Information shown =
━━━━

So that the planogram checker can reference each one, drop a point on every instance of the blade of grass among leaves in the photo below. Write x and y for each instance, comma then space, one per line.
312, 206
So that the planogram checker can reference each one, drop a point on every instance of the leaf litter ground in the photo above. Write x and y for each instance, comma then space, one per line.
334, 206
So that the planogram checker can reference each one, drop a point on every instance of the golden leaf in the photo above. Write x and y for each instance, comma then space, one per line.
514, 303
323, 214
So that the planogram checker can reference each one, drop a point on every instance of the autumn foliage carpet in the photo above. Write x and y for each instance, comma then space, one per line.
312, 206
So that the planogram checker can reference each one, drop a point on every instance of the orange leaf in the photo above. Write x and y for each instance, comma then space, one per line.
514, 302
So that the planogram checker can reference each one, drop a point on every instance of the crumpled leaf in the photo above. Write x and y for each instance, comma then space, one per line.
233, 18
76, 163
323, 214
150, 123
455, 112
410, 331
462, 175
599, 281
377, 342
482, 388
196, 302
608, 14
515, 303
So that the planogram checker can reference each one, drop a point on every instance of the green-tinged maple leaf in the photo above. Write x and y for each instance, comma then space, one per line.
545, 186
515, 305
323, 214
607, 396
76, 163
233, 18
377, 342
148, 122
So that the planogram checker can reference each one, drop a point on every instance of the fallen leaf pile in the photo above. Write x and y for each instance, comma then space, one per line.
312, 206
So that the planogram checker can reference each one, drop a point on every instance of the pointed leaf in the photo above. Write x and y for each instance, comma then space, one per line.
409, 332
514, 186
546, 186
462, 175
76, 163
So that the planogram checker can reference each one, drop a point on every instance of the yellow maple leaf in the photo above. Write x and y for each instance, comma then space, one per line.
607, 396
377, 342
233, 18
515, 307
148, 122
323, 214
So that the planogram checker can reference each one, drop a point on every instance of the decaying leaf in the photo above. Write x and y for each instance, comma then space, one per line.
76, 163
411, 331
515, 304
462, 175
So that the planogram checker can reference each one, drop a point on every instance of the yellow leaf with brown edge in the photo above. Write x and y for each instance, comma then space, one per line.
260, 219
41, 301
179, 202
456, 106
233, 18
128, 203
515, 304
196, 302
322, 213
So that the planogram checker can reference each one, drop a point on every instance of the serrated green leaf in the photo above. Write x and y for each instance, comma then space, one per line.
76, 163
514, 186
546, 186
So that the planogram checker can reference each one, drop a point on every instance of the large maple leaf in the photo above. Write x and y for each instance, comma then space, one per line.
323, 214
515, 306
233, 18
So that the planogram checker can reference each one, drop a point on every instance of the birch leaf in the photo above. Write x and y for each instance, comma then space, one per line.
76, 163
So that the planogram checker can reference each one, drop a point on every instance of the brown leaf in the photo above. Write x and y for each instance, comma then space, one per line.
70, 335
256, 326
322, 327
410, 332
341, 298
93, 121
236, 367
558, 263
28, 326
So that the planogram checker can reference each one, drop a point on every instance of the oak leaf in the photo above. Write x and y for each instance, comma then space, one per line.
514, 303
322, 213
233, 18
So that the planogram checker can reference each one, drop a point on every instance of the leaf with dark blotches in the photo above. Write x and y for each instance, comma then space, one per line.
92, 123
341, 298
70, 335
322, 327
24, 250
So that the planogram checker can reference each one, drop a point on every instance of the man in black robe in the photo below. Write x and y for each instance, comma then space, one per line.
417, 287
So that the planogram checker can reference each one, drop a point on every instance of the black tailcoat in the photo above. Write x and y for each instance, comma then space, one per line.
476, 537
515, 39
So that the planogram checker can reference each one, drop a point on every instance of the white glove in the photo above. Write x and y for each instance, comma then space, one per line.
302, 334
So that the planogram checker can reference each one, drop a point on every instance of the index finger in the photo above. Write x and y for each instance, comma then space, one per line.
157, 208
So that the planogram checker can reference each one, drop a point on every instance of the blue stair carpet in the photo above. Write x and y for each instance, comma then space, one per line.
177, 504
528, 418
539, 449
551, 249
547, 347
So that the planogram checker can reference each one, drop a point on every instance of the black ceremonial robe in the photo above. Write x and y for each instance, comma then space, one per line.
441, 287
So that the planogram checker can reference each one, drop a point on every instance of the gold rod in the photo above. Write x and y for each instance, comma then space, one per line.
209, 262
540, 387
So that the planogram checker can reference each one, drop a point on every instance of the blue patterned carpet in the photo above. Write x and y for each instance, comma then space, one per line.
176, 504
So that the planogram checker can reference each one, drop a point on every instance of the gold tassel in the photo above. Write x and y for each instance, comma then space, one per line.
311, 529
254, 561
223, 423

━━━━

Assignment = Could you return the complete set of entries exactly?

Output below =
So that the planogram checker can reference each one, drop a point on every instance of the blade of grass among leaves in the photo below. Write x and y for each instance, comma then space, one per line.
312, 206
So that the planogram checker can reference each one, drop a point on every instance of the leaf litter ground in the photo above. Write x and y for each instance, comma then space, one per line.
334, 206
So that the planogram checker can reference each one, drop a point on every instance of the golden leaf in the photo above. Write x and y for each instance, comma then space, one per line.
514, 303
323, 214
So that the planogram checker can reference each one, drop a point on every instance of the autumn foliage carpet in the photo above. Write x and y for each instance, comma then space, one per line.
312, 206
So that the planogram checker can reference each one, drop a point on every instance of the orange leaf in the photo above. Write x and y for each instance, comma then space, one per line.
514, 302
So that the planogram checker can reference each one, drop a point on every instance of the crumpled leaf in the photo above. Write x and y for each instance, comma then space, one per line.
233, 18
76, 163
323, 214
150, 123
455, 112
410, 331
462, 175
599, 281
377, 342
482, 388
196, 302
608, 14
515, 303
So that the planogram checker can reference each one, drop a point on every instance of the green-tinged maple leaf in the photo above. Write x and y for each instance, comma then space, one per line.
545, 186
515, 305
323, 214
607, 396
76, 163
233, 18
377, 342
148, 122
So that the planogram checker can reference each one, drop a point on every instance of the fallen leaf pile in the photo above. Write x and y for each instance, comma then space, one per line.
312, 206
So that the planogram checker can reference each one, drop a point on every instance of the pointed leaf in the photo above. Write x and y for each instance, comma then space, one per line.
409, 332
514, 186
546, 186
462, 175
76, 163
So that the planogram checker can reference each one, drop a point on every instance of the yellow maple leaf in the photo above. Write x and y for each instance, comma then space, one per line.
607, 396
377, 342
233, 18
515, 307
148, 122
323, 214
So that the planogram checker can reference each one, drop a point on every instance of the decaying leaf in the photo above. Write x and y for each instance, comma then space, one per line.
76, 163
411, 331
515, 304
462, 175
So that the planogram checker can reference each one, drop a point on every instance of the yellow leaf with brown edge in the photo above. Write x and y for each instance, comma then space, one per line.
260, 219
41, 301
179, 202
456, 106
233, 18
128, 203
515, 304
196, 302
322, 213
So that the planogram checker can reference each one, drop a point on every instance of the serrated green leaf in the photo above. Write x and y for each instance, comma then space, one per line.
76, 163
514, 186
546, 186
So that the planogram checker can reference each one, drop a point on every instance of the large maple leaf in the photo above. Write x and y for each instance, comma then space, one per line.
323, 214
515, 306
233, 18
So that the planogram checker can reference each one, drop a point on every instance of the birch leaf in the photo above. Write x and y for each instance, comma then space, one per line.
76, 163
So that the planogram checker can reference each one, drop a point on every instance of the brown leaf in the photo above. Write x and y for each instance, comma then space, one per line.
70, 335
256, 326
322, 327
410, 332
341, 298
93, 121
236, 367
558, 263
28, 326
So that the planogram checker can reference each one, drop a point on every instance of the oak leaf in the photo above. Write x and y for each instance, comma then space, one per line.
514, 303
322, 213
233, 18
So that the planogram checker can reference each one, drop a point on every instance of the leaf with dark blotches in the photo above. Write x and y for each instance, comma then space, one per line.
92, 123
341, 298
70, 335
322, 327
24, 250
So that the planogram checker can reference each one, drop a point on every instance of the man in black robe in the photo below. Write x and y for each instance, comma then space, one per line.
417, 287
So that the planogram checker can reference each one, drop a point on every instance of the black tailcoat in the photo above. Write x and y for each instance, comma then space, one per line.
476, 537
515, 39
So that the planogram checker can reference each one, drop a point on every instance of the white glove in the photo above. Write x and y for each instance, comma then space, one per line.
302, 334
So that the planogram checker can reference each one, drop a point on every instance of the index finger in the photo above. Write x and y for each instance, comma then space, one per line.
157, 208
So that the planogram checker can reference each one, drop a point on every instance of the blue stair carpet in the photo above. Write x and y for each instance, comma then space, one per line.
177, 504
528, 418
539, 449
551, 249
547, 347
So that the planogram checker can reference each one, drop a point on every instance of the black ceremonial robe in the photo above. Write x and y for each instance, comma then space, one per line.
441, 287
So that the planogram checker can reference each one, drop a point on every instance of the gold rod in the photo above. Write x and y for each instance, comma then space, one per line.
209, 262
540, 387
So that the planogram checker can reference each one, drop a point on every instance of the blue patterned carpet in the photo above. Write x and y for each instance, comma then space, one per line.
176, 504
So that the planogram checker can reference each one, drop a point on every instance of the gold tassel in the photo above. Write x and y for each instance, comma then space, one per line.
311, 529
254, 561
223, 423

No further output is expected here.